**Text passage:**
^^^^

Kaili City is poor and Bi Gan claims that there were no movie theaters in the town when he was growing up there. He watched TV and considers himself a “child of TV.” He had no interest in film until he attended a junior college and took courses in TV production. One of those courses briefly addressed the history and esthetics of film. In that course, Bi Gan was required to watch Andrei Tarkovsky’s Stalker. Bi Gan says that he hated the film at first and thought it would be impossible to watch to its conclusion. But he persevered and, now, says that this film influenced him to become a director.
Bi Gan did some Tv work, made a couple of well-received short films, and, then, received funding, largely through the Guizhou regional film authority, to make Kaili Blues. The movie was internationally premiered at the Locarno Film Festival in Italy in 2013. The picture won numerous international awards – Bi Gan was, then, 26.

^^^^

**Recorded information:**

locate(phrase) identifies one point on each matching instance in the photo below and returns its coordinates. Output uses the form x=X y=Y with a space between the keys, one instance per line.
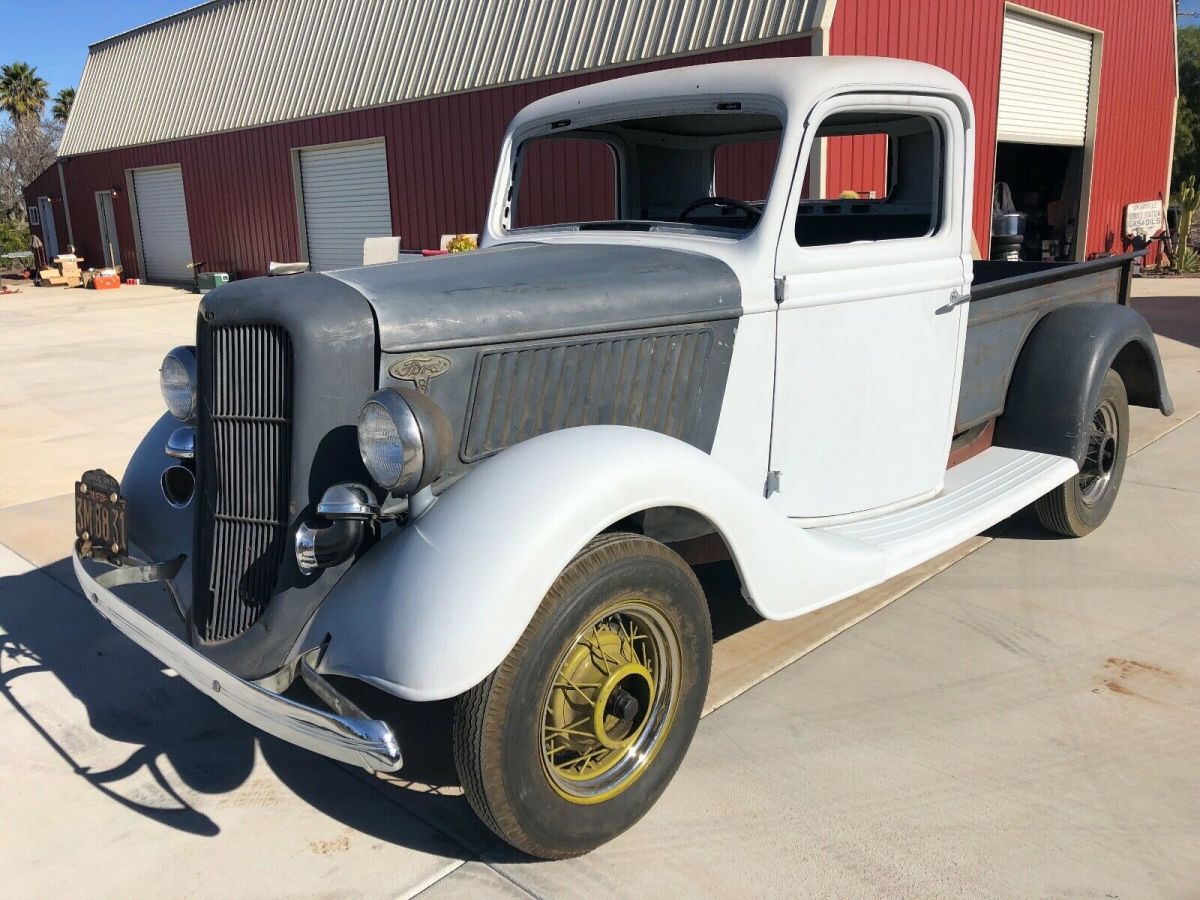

^^^^

**Task description:**
Say whether each statement agrees with the passage about Bi Gan, answering yes or no and quoting the deciding words exactly. 1. Bi Gan had to watch Stalker for a course. 2. Bi Gan liked Stalker from the start. 3. Funding for Kaili Blues came largely through the Guizhou regional film authority. Rely only on the passage about Bi Gan.

**Output below:**
1. Yes: "In that course, Bi Gan was required to watch Andrei Tarkovsky’s Stalker."
2. No: "Bi Gan says that he hated the film at first"
3. Yes: "received funding, largely through the Guizhou regional film authority, to make Kaili Blues"